GOAL: Recast all of the items below as one numbered list, skipping blank lines and leaving the pictures out.

RECORDS FOR THE EXERCISE:
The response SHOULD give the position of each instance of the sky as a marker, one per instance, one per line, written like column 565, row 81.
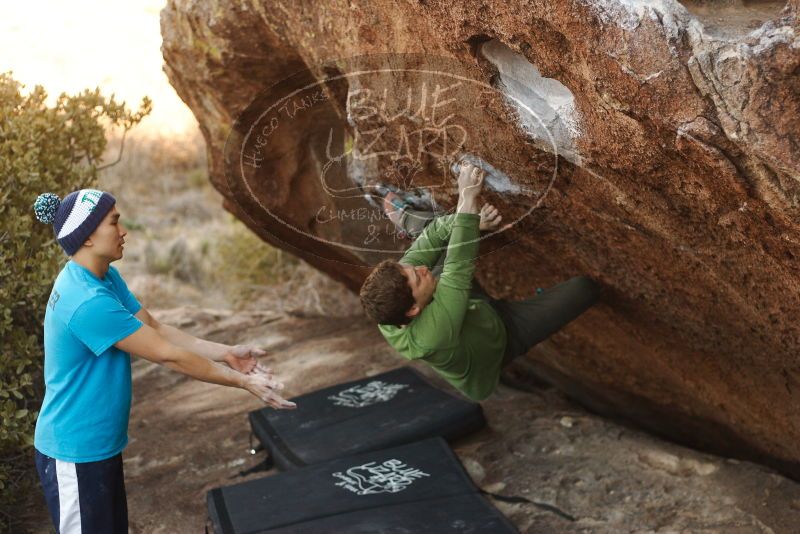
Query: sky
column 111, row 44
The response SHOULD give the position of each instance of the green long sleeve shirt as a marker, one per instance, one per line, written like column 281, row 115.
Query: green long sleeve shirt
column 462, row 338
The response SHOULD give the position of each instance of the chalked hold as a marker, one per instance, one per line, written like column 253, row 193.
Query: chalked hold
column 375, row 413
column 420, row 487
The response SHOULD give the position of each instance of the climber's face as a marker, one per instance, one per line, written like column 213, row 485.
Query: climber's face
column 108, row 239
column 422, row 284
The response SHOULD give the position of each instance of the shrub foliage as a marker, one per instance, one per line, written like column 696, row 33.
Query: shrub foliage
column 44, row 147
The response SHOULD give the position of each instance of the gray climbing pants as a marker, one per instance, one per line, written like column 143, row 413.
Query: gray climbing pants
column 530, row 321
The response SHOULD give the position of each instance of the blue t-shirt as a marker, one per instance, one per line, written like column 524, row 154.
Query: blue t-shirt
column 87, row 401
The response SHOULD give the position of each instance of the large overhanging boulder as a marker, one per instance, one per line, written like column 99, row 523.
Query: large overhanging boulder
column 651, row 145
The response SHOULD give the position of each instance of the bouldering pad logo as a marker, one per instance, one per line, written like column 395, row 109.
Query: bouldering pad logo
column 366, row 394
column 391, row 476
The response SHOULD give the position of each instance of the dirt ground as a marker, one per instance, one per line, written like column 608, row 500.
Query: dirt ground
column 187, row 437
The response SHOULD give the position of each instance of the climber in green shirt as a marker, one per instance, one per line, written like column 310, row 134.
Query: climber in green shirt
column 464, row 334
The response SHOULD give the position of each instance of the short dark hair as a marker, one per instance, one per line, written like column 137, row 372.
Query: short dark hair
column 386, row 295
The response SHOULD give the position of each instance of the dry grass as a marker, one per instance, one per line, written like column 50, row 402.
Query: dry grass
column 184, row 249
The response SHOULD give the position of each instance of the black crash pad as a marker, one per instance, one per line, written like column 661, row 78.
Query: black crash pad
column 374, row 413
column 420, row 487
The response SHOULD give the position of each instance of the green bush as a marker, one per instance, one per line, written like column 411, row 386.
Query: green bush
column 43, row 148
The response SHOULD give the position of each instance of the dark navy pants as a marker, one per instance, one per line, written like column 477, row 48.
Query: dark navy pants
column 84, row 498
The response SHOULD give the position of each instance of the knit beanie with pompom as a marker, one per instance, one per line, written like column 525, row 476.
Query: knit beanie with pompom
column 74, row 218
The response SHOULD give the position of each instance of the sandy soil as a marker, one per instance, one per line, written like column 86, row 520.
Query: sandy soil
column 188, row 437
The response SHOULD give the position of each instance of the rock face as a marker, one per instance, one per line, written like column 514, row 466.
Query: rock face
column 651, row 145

ANSWER:
1. The response SHOULD give the position of each instance of the sky as a marker, one per instance, one per line, written like column 565, row 81.
2. Query: sky
3. column 111, row 44
4. The response SHOULD give the position of each instance of the green long sleeve shirt as a marker, one per instance, one per line, written like column 281, row 115.
5. Query: green long sleeve shirt
6. column 462, row 338
7. The response SHOULD give the position of each instance of the chalked hold as a marker, one per instance, one per line, written like column 253, row 193.
8. Query: chalked hold
9. column 375, row 413
10. column 420, row 487
11. The response SHOULD give the position of each instance of the climber's face as a marker, one per instance, one per line, written like column 213, row 485.
12. Query: climber's face
13. column 108, row 239
14. column 422, row 284
15. The response SHOULD give the position of each instance of the shrub foliage as a marker, one per instance, one per line, written like column 696, row 33.
16. Query: shrub foliage
17. column 44, row 147
18. The response SHOULD give the position of each instance of the gray climbing pants as a marker, one per instance, one per line, written like column 143, row 413.
19. Query: gray climbing pants
20. column 530, row 321
21. The response SHOULD give the position of each instance of the blue t-shirt as a marker, one per instance, one per line, written like column 524, row 154.
22. Query: blue t-shirt
23. column 87, row 401
24. The response SHOULD give the position of each instance of the large overhanging boulder as a marker, one per instance, one per line, written like column 99, row 523.
25. Query: large overhanging boulder
26. column 651, row 145
27. The response SHOULD give the position of each instance of the bouldering pad logo as a marker, one per instance, one per line, written like column 395, row 109.
28. Query: bouldering pad logo
29. column 366, row 394
30. column 391, row 476
31. The response SHOULD give the position of each instance of the dirt ground as a marker, one per instance, one per line, written like column 608, row 500.
32. Query: dirt ground
33. column 187, row 437
34. The response SHOULD give the position of each instance of the climber in green shirt as a marker, one per instance, one per line, written like column 310, row 134.
35. Query: climber in green shirt
36. column 464, row 334
37. The response SHOULD give the position of each instance of the short dark hair as a marker, one per instance, one per line, written like column 137, row 372.
38. Query: short dark hair
39. column 386, row 295
40. The response SHOULD give the position of each instance of the dry grass as a marker, one per instance, one per line, written like column 50, row 402.
41. Query: dry grass
42. column 184, row 249
43. The response SHOULD give the position of each instance of the black crash pad as a marker, one per instance, one per line, written like column 661, row 78.
44. Query: black crash pad
45. column 374, row 413
46. column 420, row 487
47. The response SHOULD give the position of each instance of the green bush as a marker, one per instance, one per line, written like column 411, row 386.
48. Query: green bush
49. column 43, row 148
50. The response SHOULD give the position of each instance of the dark navy pants as a marker, one per instance, one per line, written like column 477, row 48.
51. Query: dark navy pants
52. column 84, row 498
53. The response SHOULD give the position of each instance of the knit beanie with pompom as a marker, one per instance, one per line, written like column 525, row 476.
54. Query: knit beanie with pompom
55. column 74, row 218
56. The response SHOULD give the position of each instance of the sandy soil as a marker, one per instance, one per line, written like column 86, row 520.
57. Query: sandy soil
58. column 188, row 437
59. The response SHOULD give the position of each instance of the rock face as a marker, one per instance, one per line, written like column 514, row 466.
60. Query: rock face
61. column 651, row 145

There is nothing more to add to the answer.